▸ Source excerpt:
I wanted to compare Big Corn Island to the Bay Islands in Honduras (Roatan Island and Utila Island).

I arrived in Bluefields on a Monday and booked myself into the Mini Hotel y Cafetin Central (MHCC) at N$400 / night for a Fan Double with Private Bathroom. I booked 2 nights.

The room was decent and came with in-room wifi and Cable TV.

It was only about 150 meters from the boat dock …

… so, it was nice and handy for getting to the boat to Big Corn on Wednesday morning.


I went down to the boat dock on Monday hoping to buy a ticket in advance.

A man (speaking Creole English) told me that I could only buy my ticket after 2pm on the Tuesday from the Office in town … or by queuing at 7am at the boat dock on Wednesday morning. I couldn’t find the office in town, so I had to come back and queue up on Wednesday morning.

Object-pointing dataset rows

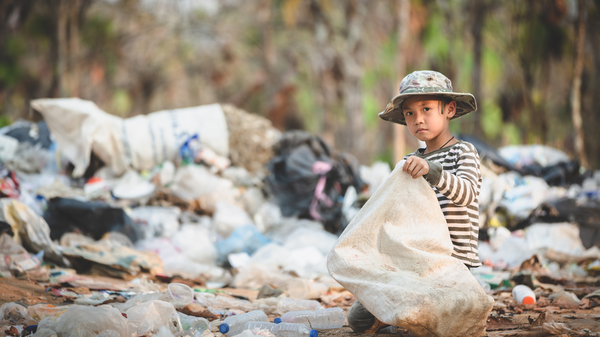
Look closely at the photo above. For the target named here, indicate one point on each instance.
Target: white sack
(140, 142)
(395, 257)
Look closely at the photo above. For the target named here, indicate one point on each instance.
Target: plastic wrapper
(14, 313)
(156, 221)
(88, 321)
(243, 239)
(147, 317)
(228, 217)
(195, 242)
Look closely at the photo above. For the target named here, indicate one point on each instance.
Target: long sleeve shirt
(454, 174)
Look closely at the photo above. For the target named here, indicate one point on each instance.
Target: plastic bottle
(288, 304)
(304, 289)
(331, 318)
(193, 325)
(523, 294)
(235, 324)
(486, 286)
(283, 329)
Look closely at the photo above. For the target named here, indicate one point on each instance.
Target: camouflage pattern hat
(426, 82)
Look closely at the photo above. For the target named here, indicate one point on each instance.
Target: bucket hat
(426, 82)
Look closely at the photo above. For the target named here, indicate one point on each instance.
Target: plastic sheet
(88, 321)
(148, 317)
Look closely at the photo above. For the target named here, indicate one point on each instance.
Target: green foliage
(308, 108)
(10, 72)
(492, 69)
(491, 119)
(436, 43)
(511, 134)
(121, 102)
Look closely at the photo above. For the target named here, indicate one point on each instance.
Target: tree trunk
(74, 58)
(478, 11)
(61, 60)
(403, 12)
(576, 91)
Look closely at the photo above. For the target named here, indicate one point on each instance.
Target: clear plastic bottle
(330, 318)
(235, 324)
(194, 326)
(283, 329)
(523, 294)
(287, 304)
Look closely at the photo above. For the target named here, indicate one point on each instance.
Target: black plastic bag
(586, 214)
(307, 180)
(92, 219)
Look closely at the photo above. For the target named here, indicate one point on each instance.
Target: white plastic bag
(395, 257)
(147, 317)
(140, 142)
(88, 321)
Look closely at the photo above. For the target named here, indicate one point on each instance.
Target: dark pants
(361, 320)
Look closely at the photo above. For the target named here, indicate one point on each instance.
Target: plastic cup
(179, 294)
(304, 289)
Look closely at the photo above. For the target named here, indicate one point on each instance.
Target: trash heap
(174, 223)
(131, 224)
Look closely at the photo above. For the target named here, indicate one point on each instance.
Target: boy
(425, 104)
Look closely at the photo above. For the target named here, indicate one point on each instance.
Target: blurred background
(326, 66)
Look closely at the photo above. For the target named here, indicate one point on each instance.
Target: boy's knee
(360, 319)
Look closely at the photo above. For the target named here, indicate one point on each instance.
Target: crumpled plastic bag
(147, 317)
(395, 257)
(30, 229)
(88, 321)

▸ Complete the following:
(1) Transcribe the part of the Bluefields travel excerpt that opens with the words containing "It was only" and closes with "ticket in advance.".
(2) In the Bluefields travel excerpt, what was the nightly price of a Fan Double with Private Bathroom at the Mini Hotel y Cafetin Central?
The records have nothing to do with what is asked here.

▸ Expected outputs:
(1)
It was only about 150 meters from the boat dock …

… so, it was nice and handy for getting to the boat to Big Corn on Wednesday morning.


I went down to the boat dock on Monday hoping to buy a ticket in advance.

(2) N$400 per night.